* [WHAT YOU SHOULD DO]:
Pull out every line of the data that contains the word "dark" and copy each one in full.

* [DATA EXCERPTS]:
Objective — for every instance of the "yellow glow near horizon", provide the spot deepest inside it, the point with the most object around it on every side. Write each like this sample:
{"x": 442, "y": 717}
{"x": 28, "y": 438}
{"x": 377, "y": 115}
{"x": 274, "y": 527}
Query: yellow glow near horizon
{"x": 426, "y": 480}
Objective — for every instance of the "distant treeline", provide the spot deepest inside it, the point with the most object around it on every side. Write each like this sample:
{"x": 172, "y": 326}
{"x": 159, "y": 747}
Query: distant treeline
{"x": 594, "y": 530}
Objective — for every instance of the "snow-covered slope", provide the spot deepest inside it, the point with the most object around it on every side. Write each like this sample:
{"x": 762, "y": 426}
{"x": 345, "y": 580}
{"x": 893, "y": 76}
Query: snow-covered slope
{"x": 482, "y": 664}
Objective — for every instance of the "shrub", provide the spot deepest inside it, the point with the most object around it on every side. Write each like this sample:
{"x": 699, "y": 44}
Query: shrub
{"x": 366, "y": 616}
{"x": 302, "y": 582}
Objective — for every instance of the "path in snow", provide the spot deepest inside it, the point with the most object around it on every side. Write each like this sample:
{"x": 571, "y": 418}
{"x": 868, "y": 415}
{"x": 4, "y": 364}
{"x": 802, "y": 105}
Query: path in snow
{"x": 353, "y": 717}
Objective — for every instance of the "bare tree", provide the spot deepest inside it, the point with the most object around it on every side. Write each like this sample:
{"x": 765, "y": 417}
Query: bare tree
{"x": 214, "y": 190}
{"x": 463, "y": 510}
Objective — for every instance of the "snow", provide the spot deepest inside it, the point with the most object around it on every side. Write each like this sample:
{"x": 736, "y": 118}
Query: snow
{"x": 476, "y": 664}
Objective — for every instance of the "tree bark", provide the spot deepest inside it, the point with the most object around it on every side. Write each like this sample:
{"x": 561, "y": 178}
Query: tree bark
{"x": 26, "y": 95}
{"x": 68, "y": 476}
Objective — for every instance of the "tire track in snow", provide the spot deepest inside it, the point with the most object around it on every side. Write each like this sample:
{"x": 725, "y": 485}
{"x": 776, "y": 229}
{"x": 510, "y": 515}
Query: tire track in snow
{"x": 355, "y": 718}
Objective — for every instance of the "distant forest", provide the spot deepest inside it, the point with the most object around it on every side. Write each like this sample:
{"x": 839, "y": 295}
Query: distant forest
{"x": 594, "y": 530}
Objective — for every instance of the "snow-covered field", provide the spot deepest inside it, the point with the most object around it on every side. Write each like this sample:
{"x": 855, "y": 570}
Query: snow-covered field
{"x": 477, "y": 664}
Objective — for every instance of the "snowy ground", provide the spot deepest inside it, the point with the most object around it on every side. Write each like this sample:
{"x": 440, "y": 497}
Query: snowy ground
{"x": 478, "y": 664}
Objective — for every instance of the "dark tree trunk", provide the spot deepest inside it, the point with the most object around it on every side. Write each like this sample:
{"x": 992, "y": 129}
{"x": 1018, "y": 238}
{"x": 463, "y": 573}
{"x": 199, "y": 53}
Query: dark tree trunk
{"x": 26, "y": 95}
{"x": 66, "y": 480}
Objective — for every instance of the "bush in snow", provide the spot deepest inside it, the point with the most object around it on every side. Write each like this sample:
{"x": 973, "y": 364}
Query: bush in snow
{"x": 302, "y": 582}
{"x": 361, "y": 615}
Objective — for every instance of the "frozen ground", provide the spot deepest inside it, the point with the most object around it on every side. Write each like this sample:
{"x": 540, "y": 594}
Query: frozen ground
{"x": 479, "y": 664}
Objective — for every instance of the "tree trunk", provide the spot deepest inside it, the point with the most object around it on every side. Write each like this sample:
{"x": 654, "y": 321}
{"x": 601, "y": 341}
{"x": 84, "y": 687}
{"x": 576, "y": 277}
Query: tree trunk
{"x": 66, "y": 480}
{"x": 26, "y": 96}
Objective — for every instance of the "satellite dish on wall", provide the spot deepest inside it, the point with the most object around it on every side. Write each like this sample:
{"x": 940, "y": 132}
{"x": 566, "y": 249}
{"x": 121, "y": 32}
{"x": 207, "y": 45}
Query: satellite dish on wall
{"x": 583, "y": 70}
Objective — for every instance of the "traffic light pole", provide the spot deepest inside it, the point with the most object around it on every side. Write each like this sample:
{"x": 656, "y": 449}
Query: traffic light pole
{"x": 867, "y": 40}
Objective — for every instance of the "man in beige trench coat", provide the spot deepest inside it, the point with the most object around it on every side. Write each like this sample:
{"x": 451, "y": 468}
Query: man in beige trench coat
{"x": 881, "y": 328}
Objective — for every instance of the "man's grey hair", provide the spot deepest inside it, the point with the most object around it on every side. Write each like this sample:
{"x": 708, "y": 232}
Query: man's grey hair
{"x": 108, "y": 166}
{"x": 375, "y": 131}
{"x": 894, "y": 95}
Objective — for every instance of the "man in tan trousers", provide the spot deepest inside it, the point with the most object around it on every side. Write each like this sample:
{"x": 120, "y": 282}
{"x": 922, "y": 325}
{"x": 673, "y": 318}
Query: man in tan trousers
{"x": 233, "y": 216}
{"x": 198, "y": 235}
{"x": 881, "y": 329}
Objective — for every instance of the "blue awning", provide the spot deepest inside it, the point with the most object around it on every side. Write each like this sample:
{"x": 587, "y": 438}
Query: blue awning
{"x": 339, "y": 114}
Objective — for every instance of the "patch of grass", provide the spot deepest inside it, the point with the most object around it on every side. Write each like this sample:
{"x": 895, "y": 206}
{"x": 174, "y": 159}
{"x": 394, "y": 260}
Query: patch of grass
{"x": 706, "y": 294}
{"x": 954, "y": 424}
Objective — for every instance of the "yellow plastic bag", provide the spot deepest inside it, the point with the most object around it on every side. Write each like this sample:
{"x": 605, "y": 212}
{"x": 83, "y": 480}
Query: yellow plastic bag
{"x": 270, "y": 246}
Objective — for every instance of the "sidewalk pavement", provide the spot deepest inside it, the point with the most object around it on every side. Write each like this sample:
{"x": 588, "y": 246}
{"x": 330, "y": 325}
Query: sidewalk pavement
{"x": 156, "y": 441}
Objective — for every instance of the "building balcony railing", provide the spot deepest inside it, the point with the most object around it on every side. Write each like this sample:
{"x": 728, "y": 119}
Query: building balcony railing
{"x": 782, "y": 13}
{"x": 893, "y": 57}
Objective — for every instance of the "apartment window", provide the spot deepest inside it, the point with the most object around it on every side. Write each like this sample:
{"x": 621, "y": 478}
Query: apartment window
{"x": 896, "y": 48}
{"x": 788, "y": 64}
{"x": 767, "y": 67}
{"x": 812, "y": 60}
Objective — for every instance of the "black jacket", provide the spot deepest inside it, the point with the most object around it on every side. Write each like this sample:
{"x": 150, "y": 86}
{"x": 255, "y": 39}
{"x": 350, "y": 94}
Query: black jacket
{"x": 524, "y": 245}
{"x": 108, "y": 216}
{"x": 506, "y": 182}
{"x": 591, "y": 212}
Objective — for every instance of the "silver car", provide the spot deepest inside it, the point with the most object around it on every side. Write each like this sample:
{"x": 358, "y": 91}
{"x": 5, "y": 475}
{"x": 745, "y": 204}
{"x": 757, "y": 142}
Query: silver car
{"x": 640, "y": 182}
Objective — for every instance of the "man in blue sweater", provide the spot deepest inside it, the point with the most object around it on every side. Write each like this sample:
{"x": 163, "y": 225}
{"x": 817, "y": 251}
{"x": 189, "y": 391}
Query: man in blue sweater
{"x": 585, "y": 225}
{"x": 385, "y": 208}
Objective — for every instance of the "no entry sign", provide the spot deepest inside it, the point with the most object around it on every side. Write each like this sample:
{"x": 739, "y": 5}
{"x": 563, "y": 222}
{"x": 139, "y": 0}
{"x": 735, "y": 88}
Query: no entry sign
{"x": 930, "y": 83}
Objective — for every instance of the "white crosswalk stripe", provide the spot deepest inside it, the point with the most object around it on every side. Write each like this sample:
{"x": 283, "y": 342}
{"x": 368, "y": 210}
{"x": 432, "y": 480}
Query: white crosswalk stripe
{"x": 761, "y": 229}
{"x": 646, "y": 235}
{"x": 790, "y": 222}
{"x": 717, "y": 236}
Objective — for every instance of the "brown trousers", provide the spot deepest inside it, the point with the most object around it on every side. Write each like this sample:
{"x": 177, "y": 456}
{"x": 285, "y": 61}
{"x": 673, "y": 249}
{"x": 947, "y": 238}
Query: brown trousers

* [ANSWER TO THIS PROBLEM]:
Objective — for every instance of the "dark tree trunk", provide the spot deepest inside it, the point with the most object around it on every side. Write each like this sample:
Query: dark tree trunk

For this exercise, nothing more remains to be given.